-- Excerpt to read follows --
Sun Sentinel Palm Beach Edition

Woman cleared of gun charge

Dementia patient had incident with husband

- By Marc Freeman Staff writer

A woman with dementia can reunite with her husband, whom she had been accused of threatenin­g with a gun 14 months ago, after criminal charges were dismissed Monday.

The rulings for Beverly Levine, 86, followed an agreement between the former West Boca woman’s lawyer and prosecutor­s on one key condition: She gave up all rights to the .38 Special revolver seized by deputies after the June 2016 incident in the home she shared with Herbert Furash, 84.

Defense attorney Leonard Feuer said Levine, who currently lives at an Alzheimer’s facility in West Delray, doesn’t need or want the gun anyway.

“I’m thrilled that Mrs. Levine can have contact with her husband again and they can enjoy their twilight years together,” Feuer said. “They just wanted to be with each other and now they can.”
-- Excerpt to read concluded --
-- Data listing follows --
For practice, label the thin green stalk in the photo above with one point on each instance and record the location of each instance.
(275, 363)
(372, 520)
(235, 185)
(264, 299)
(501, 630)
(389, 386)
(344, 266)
-- Data listing concluded --
Exercise instructions ->
1. Say whether each statement agrees with the gun charge article, answering yes or no and quoting the words from the article that decide it. (a) Beverly Levine is 86 years old. (b) The incident with the revolver took place in June 2017. (c) Levine's lawyer said she wants the gun back.
2. Write the next part of the article about Beverly Levine's dismissed gun charge, picking up after its last sentence.
The entries have nothing to do with the text.

Written answers ->
1.
(a) Yes: "Beverly Levine, 86"
(b) No: "after the June 2016 incident"
(c) No: "doesn’t need or want the gun anyway"

2.
Initially, Levine was charged with attempted felony murder over the shooting in a usually quiet community

called Town Villas, north of Yamato Road and east of Lyons Road. The charge later was downgraded to aggravated assault with a deadly weapon, a third-degree felony punishable by up to five years in prison.

Then in late March, prosecutor Jean Francis added a domestic battery misdemeano­r charge.

But Levine’s attorney had moved to dismiss the charges because of his client’s deteriorat­ing mental state and Furash’s insistence that he had not been threatened at gunpoint.

Palm Beach County Circuit Judge Jeffrey Colbath canceled a hearing on the matter Monday after the prosecutor told Feuer his arguments were “well-taken.”

The judge also removed a no-contact order that had prevented the couple from communicat­ing. They married in 2012, 14 years after the death of her first husband.

Before her arrest, Levine had no criminal history or previous domestic violence incidents.

“The state believes the community will remain safe given the facts of this case,” said Mike Edmondson, spokesman for the State Attorney’s Office. “The agreement is in the best interest of all parties involved, including the victim.”

Attempts to reach Furash on Monday were unsuccessf­ul.

Last November, he told the lawyers that his wife had been increasing­ly consumed by fears of people coming for them. She paced the floors of their Stewart Circle home with her gun and repeatedly looked in the garage for intruders, said Furash, a retired educator.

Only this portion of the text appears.